=== Section Start ===
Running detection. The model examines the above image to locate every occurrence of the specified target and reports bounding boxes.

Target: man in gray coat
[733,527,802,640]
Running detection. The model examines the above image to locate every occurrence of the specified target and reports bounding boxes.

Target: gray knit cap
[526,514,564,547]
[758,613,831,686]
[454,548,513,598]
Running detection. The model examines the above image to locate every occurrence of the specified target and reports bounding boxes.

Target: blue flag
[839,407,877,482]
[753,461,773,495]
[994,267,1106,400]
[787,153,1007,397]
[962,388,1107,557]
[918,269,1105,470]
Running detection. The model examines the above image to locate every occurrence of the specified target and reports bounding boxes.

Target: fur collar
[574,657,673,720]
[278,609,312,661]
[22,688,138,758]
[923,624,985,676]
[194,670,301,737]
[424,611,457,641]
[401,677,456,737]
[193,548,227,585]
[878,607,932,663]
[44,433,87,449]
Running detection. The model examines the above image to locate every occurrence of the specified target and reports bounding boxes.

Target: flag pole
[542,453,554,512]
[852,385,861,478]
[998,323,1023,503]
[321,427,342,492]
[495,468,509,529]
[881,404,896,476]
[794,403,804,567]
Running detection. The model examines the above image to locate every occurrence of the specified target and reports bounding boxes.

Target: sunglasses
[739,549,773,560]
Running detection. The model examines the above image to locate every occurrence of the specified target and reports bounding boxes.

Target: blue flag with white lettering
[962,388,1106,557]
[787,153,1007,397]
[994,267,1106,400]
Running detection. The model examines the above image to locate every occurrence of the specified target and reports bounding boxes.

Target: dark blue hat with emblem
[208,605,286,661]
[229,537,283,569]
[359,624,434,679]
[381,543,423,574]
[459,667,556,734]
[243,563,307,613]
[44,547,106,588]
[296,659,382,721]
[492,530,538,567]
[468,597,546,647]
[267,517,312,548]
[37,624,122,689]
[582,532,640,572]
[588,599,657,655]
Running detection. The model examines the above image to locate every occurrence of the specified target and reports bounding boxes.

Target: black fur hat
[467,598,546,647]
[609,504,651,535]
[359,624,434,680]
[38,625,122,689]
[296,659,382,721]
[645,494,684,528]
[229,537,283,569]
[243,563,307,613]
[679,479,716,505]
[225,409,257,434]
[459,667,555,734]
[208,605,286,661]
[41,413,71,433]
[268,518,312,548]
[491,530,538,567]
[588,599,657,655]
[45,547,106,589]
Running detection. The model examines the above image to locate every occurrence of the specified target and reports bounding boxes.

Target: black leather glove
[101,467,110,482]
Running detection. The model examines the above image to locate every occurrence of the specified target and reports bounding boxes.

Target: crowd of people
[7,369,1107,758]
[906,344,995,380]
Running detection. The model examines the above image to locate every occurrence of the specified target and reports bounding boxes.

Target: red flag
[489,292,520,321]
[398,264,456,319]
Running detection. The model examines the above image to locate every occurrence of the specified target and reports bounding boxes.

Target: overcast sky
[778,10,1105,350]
=== Section End ===
Reprint the complete listing exactly.

### Task response
Running detection. The model examines the above image to locate every occurrence of the specified target and reports bounding boxes.

Target: man in gray coat
[733,527,802,640]
Running detection. The model examines the above image to locate every occurrence of the specified target and reports bounding boxes.

Target: gray knit cap
[526,514,564,547]
[758,613,831,686]
[454,548,513,598]
Running detection. The model examines the above image to locate every occurrence of the specified target and reports bounding boxes.

Target: blue flag
[839,407,877,482]
[753,461,773,495]
[994,267,1106,400]
[787,153,1007,397]
[962,388,1107,557]
[918,269,1105,470]
Running detection. The model examines the above image to locate every occurrence of the specified target and reports bounding boxes.

Target: fur collar
[574,657,673,720]
[278,609,312,661]
[22,688,138,758]
[923,624,985,676]
[194,670,301,737]
[424,611,457,641]
[401,677,456,737]
[193,548,227,585]
[878,607,932,663]
[44,433,87,449]
Running detection. The model examines the above image to locate every occurrence of the specified target and reports bounding boxes.

Target: flag pole
[542,453,554,512]
[852,385,861,478]
[998,323,1023,503]
[321,427,342,492]
[495,468,509,529]
[881,404,896,476]
[794,403,804,567]
Running detection. The model examines the above image to locate every occurrence of the specified target and reports bounding boxes.

Target: sunglasses
[739,549,773,560]
Running detection. The model examines the above image to locate every occurrence of the specified target and reports bounding boxes.

Target: blue flag with white lettering
[962,388,1106,557]
[787,153,1007,397]
[994,267,1106,400]
Running detection. The model examines the above image to locate every occurrence of the specified target and reports bounding boxes.

Target: dark blue hat with emblem
[208,605,286,661]
[229,537,283,569]
[359,624,434,679]
[381,543,423,574]
[459,667,556,734]
[243,563,307,613]
[44,547,106,588]
[296,659,382,721]
[492,530,538,567]
[468,597,546,647]
[267,517,312,548]
[37,624,122,689]
[582,532,640,572]
[588,599,657,655]
Running detection. The model examines the above image to locate every occurrence of the specified target and reports bounding boxes.

Target: black fur hat
[467,598,546,647]
[609,504,651,535]
[359,624,434,680]
[38,625,122,689]
[296,659,382,721]
[645,494,684,528]
[229,537,283,569]
[243,563,307,613]
[679,479,716,505]
[225,409,257,434]
[459,667,555,734]
[208,605,286,661]
[41,413,71,433]
[268,518,312,548]
[491,530,538,567]
[588,599,657,655]
[45,547,106,589]
Running detection. The model examines the above image to locate every occurrence of the specified target and reports bounding boxes.

Target: black leather glove
[101,467,110,482]
Running detection. The model examines the above image to locate every occurrence of the specified target and reports bounding boxes.

Target: crowd of people
[7,369,1107,758]
[906,344,995,380]
Running detection. The model examines the above image to locate every occurrence of the specified target and reports bounding boxes.

Target: red flag
[489,292,520,321]
[398,264,456,319]
Running detection. The model examines the above image to locate every occurrence of the specified target and reports bounding boxes.

Target: overcast sky
[778,10,1105,350]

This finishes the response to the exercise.